--- begin ---
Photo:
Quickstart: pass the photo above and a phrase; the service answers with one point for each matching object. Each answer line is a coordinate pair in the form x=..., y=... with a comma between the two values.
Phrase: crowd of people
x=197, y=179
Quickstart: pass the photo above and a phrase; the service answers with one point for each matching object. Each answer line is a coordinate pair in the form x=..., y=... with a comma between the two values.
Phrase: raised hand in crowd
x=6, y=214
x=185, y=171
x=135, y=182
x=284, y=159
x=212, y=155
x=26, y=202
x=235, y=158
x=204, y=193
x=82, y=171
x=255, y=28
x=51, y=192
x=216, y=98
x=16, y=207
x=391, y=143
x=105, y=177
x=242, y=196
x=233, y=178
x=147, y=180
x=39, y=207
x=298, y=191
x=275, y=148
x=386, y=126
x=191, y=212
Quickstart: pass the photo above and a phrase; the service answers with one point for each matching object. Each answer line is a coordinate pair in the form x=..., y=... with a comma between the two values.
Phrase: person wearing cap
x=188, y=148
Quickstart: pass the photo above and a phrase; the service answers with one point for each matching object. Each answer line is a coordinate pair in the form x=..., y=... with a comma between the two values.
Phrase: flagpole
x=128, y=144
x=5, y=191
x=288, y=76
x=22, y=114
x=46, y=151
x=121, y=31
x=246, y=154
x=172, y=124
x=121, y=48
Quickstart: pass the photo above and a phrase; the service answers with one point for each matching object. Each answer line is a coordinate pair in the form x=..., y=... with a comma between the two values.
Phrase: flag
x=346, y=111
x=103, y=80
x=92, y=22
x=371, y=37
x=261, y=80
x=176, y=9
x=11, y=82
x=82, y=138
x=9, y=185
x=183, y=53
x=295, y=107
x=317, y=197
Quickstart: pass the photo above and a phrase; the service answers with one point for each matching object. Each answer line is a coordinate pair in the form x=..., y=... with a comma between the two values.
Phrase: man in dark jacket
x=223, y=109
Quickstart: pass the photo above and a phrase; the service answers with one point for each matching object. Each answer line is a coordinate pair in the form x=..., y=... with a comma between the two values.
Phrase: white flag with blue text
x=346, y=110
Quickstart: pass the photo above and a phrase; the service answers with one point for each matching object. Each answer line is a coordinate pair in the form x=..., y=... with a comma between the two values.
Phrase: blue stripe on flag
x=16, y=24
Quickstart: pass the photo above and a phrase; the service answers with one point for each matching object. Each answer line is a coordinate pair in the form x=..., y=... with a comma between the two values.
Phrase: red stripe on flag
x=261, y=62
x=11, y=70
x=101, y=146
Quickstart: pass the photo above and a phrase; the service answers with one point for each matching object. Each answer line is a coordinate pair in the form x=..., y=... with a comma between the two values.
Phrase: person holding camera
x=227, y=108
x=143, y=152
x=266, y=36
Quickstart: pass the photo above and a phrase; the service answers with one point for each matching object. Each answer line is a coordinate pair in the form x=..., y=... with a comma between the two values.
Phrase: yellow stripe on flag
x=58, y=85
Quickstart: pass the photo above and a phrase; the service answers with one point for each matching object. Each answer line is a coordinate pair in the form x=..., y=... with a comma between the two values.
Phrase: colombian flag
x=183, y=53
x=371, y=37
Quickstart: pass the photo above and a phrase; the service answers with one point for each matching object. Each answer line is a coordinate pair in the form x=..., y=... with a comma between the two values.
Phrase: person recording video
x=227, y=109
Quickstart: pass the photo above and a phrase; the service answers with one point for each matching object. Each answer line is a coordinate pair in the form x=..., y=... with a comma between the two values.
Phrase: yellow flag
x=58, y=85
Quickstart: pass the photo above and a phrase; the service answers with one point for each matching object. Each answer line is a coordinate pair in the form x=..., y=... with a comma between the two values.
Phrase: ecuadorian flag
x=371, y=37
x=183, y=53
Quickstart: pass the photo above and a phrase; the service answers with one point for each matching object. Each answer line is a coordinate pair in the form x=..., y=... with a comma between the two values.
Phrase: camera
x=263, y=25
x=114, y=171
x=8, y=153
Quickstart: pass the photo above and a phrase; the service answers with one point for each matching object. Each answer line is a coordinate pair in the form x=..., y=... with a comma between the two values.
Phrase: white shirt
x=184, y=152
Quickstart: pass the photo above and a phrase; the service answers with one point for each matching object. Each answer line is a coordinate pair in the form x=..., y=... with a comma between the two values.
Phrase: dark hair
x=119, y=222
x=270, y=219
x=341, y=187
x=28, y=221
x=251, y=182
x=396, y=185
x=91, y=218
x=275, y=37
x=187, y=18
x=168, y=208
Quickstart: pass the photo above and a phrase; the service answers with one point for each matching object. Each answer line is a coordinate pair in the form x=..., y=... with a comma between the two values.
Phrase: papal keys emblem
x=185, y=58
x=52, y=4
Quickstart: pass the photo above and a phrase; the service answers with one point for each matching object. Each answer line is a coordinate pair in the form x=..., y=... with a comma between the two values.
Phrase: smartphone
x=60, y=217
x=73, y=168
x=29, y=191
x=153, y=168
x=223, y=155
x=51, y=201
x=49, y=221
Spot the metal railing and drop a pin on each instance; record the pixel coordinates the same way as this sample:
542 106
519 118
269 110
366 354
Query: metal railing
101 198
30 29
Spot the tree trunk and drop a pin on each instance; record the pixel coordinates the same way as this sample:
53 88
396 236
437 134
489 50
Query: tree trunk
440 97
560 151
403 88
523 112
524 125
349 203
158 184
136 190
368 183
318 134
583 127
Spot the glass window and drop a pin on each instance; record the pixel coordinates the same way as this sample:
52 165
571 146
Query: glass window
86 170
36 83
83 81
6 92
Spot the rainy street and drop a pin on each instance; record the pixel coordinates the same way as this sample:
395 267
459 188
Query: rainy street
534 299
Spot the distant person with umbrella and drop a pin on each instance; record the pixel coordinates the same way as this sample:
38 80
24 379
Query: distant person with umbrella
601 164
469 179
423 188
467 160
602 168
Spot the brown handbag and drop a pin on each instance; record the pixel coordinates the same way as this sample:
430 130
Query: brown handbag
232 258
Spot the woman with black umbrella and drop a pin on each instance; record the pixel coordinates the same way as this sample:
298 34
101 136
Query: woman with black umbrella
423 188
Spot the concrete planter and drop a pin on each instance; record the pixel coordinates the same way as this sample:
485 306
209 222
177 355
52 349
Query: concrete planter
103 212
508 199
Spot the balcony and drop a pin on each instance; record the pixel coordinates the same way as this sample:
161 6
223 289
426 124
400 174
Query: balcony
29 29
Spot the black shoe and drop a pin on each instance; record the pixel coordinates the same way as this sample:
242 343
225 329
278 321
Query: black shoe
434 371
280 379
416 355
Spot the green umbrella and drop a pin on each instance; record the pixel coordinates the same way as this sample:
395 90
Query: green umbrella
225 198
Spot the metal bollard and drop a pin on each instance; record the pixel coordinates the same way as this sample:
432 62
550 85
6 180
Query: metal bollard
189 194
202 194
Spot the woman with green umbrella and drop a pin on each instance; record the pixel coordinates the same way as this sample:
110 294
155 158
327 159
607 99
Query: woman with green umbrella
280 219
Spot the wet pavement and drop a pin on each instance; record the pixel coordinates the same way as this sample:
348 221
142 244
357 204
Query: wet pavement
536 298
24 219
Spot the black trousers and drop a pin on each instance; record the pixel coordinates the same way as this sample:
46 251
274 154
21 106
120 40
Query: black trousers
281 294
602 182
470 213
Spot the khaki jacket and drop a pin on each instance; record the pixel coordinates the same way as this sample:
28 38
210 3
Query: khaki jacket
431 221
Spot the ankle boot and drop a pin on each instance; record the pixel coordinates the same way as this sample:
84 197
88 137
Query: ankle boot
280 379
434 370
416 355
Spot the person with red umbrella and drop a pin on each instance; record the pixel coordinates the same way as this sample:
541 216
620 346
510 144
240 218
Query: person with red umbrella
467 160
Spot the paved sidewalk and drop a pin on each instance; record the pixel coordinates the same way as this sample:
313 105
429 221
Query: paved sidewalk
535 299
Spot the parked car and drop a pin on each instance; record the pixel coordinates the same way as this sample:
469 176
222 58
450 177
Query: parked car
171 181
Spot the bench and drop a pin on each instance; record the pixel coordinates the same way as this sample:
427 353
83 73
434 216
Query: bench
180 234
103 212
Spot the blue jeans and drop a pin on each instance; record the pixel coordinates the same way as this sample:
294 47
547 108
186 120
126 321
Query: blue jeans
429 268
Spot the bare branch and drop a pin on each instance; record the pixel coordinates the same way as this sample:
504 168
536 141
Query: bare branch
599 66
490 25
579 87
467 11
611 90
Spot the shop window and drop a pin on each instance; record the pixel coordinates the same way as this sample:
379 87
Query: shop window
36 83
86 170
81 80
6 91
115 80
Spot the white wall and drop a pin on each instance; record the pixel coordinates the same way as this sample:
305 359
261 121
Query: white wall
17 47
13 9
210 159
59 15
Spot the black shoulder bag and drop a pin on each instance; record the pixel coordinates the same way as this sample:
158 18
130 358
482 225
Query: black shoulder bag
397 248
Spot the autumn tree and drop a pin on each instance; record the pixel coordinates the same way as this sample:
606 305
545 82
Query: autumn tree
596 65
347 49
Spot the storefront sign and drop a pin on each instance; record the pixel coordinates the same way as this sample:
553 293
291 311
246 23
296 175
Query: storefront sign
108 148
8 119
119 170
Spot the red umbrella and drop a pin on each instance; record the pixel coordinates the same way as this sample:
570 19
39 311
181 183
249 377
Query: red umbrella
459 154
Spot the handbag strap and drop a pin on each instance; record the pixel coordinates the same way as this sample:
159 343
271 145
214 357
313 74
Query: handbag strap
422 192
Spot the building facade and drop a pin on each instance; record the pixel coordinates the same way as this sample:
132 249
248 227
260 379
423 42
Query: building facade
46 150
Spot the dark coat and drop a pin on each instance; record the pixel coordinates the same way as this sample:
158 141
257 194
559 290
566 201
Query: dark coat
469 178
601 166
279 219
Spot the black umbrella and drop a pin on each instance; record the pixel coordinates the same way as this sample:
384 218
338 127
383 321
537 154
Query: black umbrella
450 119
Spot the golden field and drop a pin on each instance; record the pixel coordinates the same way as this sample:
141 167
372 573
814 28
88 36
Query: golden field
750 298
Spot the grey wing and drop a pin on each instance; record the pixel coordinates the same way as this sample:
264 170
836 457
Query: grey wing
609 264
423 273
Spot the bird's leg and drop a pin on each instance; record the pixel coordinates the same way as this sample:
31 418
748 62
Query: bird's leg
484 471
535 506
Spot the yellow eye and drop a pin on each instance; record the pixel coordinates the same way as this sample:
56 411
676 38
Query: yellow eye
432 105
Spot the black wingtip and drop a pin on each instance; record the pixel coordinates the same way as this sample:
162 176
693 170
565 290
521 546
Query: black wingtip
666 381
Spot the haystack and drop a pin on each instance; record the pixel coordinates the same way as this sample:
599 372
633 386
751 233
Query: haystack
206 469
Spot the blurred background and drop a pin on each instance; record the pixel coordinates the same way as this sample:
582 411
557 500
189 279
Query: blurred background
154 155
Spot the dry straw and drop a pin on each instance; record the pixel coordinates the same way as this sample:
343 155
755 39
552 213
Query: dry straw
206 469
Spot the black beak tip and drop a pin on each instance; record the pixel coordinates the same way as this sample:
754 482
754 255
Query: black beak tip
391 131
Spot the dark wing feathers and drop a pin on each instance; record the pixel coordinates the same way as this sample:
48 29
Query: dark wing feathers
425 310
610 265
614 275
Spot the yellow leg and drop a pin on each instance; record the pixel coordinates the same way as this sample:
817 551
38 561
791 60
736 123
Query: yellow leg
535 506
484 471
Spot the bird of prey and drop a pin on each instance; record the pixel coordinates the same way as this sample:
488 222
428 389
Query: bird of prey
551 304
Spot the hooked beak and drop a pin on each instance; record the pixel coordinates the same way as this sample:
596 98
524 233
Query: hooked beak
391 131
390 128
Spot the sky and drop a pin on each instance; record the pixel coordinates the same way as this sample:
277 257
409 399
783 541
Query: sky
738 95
--- end ---
GIVEN REQUEST: Quote, without alteration, the final stretch of the entries: the line with "Spot the yellow leg" onward to the last line.

THE RESPONSE:
Spot the yellow leg and drop a pin on each instance; record the pixel coordinates the same way as this sample:
817 551
38 561
791 60
736 123
Query: yellow leg
535 506
484 471
Spot the bird of prey and drop a pin on each instance; record the pixel coordinates the same way as this sample:
488 222
428 389
Query: bird of prey
551 304
Spot the hooked beak and drop a pin on each instance; record the pixel coordinates the same way as this sample:
596 98
524 233
Query: hooked beak
391 131
390 128
Spot the sky and drop a pin on each instance; record the pixel coordinates the same way as this sample:
277 257
409 399
783 541
Query: sky
738 95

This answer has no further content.